* [Problem to work on]: Starting with the line that contains "the statue's bare", write out each line through the end of the listing, unchanged. Output nothing else.

* [Records shown]:
** START **

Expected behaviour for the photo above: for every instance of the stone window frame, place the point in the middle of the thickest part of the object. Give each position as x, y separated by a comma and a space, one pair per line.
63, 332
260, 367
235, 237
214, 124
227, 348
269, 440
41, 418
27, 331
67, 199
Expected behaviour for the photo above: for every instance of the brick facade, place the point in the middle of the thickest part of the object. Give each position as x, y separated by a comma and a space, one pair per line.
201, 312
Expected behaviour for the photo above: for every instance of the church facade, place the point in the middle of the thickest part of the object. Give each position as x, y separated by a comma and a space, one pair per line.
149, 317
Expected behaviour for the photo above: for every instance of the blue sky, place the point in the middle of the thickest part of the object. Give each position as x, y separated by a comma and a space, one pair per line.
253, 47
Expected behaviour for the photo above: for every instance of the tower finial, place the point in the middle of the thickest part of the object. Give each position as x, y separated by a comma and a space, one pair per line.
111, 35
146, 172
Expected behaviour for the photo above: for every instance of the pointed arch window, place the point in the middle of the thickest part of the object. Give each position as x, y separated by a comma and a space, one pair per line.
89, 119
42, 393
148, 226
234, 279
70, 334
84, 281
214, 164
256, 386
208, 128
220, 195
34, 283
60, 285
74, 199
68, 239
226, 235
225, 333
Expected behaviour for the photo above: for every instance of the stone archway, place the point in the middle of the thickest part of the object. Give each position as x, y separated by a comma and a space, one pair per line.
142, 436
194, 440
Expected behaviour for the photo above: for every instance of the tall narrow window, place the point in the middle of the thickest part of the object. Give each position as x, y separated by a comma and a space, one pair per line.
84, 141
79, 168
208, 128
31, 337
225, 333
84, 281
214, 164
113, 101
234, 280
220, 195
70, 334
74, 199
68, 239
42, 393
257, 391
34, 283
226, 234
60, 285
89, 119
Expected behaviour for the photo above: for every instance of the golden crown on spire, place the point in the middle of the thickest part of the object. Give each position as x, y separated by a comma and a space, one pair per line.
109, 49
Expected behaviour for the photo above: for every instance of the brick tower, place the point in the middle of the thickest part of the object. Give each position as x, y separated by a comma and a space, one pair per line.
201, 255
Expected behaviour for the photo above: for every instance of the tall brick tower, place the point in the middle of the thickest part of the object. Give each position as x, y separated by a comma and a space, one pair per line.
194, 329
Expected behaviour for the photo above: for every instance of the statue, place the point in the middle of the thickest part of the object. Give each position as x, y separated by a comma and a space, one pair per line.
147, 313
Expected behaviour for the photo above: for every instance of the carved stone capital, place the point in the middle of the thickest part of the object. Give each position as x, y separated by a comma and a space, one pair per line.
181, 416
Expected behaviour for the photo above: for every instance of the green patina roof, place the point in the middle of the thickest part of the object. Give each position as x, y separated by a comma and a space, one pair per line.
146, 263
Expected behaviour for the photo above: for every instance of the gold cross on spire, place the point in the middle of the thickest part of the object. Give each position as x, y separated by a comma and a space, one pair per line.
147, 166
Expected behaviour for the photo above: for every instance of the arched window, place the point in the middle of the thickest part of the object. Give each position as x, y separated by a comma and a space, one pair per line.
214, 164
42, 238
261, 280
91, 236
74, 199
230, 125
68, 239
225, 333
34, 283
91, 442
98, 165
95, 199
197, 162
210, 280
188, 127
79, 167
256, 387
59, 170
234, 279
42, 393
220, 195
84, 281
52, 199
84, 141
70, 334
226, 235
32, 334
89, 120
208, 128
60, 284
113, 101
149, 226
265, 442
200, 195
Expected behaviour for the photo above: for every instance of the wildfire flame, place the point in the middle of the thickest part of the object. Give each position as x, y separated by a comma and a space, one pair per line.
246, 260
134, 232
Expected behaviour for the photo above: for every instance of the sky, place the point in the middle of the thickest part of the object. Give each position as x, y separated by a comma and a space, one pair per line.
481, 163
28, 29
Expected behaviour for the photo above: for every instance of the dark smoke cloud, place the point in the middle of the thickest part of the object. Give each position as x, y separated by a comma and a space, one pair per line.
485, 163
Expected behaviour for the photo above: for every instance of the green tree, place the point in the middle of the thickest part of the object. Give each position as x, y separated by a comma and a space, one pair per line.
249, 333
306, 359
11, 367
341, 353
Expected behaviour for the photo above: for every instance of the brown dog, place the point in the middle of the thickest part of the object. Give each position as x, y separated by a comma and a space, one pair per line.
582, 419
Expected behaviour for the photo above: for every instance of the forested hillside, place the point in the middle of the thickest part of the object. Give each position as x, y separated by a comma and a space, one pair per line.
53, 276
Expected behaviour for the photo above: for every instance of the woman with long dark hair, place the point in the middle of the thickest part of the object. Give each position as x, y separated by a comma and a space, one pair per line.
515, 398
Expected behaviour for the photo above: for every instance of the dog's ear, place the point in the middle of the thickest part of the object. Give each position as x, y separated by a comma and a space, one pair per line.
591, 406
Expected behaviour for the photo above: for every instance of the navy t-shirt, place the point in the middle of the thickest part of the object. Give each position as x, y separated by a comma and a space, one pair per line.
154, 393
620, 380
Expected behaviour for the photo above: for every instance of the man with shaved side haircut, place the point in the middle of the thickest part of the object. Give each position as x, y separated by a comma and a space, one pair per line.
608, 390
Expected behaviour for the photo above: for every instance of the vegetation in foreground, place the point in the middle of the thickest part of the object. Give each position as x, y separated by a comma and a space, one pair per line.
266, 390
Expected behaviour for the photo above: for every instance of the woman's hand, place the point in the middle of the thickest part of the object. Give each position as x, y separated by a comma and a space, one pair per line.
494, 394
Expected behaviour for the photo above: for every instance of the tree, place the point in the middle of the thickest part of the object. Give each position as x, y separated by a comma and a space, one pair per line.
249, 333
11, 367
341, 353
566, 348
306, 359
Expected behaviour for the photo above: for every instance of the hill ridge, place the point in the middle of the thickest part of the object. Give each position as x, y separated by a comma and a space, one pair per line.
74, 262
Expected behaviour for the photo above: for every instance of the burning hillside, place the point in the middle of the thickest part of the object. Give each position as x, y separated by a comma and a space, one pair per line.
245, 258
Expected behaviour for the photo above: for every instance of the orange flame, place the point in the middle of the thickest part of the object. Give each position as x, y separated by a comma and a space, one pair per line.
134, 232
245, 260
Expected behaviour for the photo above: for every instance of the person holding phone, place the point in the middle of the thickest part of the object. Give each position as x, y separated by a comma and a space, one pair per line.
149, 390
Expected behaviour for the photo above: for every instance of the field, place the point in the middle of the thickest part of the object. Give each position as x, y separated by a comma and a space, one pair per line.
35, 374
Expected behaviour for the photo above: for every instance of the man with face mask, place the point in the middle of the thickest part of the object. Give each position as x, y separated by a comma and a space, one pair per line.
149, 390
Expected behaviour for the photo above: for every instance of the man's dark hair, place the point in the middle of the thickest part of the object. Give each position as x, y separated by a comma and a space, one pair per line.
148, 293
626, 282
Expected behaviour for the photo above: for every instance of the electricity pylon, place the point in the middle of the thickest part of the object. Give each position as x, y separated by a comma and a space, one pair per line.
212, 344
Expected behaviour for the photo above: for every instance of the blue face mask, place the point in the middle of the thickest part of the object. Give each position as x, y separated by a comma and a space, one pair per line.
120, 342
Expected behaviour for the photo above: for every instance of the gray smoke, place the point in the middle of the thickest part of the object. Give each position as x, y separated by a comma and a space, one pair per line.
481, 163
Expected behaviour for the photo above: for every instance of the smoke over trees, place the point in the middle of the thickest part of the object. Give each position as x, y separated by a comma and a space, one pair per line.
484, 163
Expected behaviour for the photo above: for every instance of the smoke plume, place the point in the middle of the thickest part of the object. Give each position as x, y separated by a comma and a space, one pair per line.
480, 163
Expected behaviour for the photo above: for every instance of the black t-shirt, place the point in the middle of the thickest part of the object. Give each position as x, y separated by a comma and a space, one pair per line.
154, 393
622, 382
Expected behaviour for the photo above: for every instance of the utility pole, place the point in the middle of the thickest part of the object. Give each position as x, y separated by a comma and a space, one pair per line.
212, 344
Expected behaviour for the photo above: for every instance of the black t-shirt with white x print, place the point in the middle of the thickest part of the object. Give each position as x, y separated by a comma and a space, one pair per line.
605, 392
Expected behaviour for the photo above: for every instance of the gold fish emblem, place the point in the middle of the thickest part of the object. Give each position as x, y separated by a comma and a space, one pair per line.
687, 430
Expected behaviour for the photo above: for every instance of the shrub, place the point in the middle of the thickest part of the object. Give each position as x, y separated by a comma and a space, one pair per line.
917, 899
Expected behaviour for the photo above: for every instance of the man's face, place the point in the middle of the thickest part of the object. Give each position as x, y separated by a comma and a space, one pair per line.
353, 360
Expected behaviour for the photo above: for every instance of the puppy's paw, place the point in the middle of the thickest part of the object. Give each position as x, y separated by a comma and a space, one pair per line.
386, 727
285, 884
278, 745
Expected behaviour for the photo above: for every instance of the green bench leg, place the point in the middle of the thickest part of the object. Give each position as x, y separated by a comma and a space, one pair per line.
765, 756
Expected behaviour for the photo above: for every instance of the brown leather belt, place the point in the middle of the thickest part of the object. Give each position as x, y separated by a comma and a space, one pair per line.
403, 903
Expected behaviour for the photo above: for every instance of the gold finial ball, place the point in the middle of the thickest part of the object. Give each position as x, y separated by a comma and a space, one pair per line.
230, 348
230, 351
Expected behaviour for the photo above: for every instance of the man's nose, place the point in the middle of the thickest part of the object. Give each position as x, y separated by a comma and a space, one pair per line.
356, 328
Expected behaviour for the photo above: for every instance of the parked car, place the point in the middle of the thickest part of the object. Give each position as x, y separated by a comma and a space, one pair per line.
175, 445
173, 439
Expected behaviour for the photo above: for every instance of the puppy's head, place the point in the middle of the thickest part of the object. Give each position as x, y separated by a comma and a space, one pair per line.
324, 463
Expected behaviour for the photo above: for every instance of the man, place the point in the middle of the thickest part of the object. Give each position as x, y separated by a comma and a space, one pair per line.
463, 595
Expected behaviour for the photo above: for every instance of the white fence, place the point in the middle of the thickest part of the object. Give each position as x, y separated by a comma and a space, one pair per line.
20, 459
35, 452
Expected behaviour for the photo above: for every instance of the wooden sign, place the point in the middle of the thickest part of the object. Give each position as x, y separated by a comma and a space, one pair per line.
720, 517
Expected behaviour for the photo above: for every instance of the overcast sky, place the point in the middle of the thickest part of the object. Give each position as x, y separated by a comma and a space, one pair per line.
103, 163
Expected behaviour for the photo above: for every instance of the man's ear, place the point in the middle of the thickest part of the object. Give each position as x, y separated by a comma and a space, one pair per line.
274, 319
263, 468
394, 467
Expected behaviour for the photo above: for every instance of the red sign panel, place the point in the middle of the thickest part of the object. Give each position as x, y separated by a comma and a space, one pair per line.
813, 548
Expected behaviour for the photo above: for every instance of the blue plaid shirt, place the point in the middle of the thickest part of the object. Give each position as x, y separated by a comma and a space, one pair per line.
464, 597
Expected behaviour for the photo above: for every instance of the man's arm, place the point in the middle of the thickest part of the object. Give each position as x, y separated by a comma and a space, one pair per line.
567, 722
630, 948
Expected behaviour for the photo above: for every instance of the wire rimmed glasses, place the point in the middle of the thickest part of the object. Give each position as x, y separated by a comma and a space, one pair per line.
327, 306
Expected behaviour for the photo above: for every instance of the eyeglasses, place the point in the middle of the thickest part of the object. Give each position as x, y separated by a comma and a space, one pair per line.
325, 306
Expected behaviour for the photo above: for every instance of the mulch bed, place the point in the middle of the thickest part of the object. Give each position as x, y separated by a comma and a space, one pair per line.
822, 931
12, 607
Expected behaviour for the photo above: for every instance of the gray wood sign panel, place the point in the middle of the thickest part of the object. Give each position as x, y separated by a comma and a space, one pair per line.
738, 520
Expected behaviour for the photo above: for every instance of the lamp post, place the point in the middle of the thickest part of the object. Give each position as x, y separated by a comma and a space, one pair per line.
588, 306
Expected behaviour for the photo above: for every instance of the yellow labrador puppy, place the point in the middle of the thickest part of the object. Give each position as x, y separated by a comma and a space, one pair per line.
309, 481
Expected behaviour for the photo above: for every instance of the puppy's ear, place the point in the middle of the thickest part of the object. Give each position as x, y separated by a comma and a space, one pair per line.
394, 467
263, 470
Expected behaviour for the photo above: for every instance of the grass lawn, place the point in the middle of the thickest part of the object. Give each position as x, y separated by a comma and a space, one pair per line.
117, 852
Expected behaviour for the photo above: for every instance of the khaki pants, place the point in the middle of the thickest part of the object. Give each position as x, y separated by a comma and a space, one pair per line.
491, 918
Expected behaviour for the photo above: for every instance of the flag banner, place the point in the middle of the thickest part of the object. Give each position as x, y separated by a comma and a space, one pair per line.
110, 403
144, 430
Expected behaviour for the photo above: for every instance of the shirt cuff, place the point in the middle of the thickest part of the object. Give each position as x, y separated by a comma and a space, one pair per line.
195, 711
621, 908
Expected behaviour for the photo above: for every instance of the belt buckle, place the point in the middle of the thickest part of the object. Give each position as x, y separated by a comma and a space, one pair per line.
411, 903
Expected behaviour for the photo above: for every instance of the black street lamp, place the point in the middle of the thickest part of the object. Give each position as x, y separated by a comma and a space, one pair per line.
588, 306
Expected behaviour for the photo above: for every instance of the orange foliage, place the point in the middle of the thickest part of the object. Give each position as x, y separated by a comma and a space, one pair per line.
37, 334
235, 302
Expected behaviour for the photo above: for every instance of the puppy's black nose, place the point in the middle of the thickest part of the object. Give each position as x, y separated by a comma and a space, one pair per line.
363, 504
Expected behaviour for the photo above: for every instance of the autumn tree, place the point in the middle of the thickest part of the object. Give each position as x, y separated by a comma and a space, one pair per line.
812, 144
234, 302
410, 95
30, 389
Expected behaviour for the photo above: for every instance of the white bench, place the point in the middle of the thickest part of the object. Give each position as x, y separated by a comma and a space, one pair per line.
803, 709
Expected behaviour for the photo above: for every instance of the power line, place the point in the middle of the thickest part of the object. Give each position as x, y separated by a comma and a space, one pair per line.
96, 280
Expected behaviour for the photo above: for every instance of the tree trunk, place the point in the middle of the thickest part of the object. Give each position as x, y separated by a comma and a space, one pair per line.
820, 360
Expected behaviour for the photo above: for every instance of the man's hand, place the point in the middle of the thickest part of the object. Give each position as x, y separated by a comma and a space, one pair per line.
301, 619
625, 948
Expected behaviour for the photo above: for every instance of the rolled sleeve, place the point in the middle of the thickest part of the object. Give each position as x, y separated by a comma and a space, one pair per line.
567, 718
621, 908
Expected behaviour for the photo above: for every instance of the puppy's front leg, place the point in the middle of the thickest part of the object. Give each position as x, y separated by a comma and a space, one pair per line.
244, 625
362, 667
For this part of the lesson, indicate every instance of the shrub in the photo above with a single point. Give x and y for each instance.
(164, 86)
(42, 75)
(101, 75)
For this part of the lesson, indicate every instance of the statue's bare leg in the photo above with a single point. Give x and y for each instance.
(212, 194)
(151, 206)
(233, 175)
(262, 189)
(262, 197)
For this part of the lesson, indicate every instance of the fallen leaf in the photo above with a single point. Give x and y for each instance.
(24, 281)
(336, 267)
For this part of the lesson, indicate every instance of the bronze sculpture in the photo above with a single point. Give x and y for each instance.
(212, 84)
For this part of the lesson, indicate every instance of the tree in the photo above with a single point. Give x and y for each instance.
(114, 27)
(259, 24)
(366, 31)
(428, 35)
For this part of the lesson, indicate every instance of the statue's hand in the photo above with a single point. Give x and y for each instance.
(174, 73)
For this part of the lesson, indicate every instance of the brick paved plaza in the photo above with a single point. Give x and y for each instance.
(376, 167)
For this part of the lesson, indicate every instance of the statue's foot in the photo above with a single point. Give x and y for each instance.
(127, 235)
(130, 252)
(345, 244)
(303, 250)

** END **

* [Exercise response]:
For this part of the lesson, indicate every instance of the statue's bare leg in the photo above with a single point. Give x and y for each instance.
(212, 194)
(151, 206)
(233, 175)
(262, 189)
(262, 197)
For this part of the lesson, indicate every instance of the fallen leaf in the photo above with a single point. Give x and y for each instance.
(24, 281)
(336, 267)
For this part of the lesson, indicate every instance of the bronze sculpture in the photo above with a single point. Give x and y for each instance.
(212, 84)
For this part of the lesson, indicate every instance of the tree in the photo above with a single point. Give x and y for each instance.
(114, 27)
(259, 24)
(366, 31)
(428, 35)
For this part of the lesson, indicate every instance of the statue's hand in the photo above with a single point. Give x and y for each instance.
(174, 73)
For this part of the lesson, indicate every instance of the brick paved plaza in the photo above with a single point. Give x and y for each instance.
(376, 167)
For this part of the lesson, indicate every instance of the statue's foot in the photo above with a single point. Give x and y for each instance.
(127, 235)
(130, 252)
(345, 244)
(303, 250)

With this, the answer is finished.